#### INFORMATION SUPPLIED ####
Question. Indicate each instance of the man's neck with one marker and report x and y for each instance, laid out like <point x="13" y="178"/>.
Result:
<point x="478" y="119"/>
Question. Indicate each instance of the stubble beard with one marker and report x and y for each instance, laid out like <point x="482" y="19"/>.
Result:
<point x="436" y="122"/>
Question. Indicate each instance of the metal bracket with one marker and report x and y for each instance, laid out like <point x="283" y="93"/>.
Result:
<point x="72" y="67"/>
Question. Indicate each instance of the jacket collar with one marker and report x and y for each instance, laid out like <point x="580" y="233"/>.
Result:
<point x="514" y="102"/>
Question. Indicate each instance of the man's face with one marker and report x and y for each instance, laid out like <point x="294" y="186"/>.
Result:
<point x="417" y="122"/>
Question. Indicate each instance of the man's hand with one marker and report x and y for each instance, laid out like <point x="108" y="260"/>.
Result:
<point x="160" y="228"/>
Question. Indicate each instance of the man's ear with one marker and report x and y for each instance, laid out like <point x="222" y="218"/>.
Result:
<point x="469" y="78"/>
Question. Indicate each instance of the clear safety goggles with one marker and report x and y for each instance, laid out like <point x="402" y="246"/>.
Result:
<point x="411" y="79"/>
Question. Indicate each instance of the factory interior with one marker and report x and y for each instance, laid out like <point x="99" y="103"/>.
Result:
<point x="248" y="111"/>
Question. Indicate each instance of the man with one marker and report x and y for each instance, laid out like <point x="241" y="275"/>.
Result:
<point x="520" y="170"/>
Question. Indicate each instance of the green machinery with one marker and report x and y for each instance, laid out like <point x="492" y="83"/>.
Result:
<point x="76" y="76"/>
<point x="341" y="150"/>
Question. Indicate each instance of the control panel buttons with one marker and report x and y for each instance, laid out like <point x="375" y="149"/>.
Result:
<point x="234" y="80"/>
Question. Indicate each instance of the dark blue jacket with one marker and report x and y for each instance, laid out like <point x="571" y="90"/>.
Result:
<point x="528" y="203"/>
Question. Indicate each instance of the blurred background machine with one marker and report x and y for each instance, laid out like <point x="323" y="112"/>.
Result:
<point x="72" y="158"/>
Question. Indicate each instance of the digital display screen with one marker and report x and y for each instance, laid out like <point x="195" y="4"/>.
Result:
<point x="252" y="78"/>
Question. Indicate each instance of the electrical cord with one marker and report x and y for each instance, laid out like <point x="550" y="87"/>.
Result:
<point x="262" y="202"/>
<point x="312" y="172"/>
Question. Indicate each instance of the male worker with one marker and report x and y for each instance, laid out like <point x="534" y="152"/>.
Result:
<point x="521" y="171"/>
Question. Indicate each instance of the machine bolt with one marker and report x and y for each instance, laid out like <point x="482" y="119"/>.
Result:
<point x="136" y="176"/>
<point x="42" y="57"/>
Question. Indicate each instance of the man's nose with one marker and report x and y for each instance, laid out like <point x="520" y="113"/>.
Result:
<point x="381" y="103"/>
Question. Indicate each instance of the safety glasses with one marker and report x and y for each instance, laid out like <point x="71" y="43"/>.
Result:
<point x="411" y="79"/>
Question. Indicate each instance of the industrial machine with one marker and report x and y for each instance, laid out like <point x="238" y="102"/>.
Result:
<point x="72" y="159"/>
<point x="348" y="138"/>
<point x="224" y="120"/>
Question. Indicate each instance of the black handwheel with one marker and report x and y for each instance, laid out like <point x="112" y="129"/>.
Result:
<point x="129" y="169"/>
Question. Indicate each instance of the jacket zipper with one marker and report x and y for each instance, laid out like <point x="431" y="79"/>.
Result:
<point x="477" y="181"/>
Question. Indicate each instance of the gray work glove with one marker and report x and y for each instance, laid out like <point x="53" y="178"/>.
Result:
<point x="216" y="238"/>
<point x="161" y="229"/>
####
- TASK STATEMENT
Search the listing above for lines containing "safety", and copy them.

- WRITTEN SOLUTION
Question. Indicate each instance of the clear safety goggles with one marker and report x and y for each instance, laid out like <point x="402" y="246"/>.
Question. Indicate each instance of the safety glasses with one marker and report x and y for each instance, laid out like <point x="71" y="43"/>.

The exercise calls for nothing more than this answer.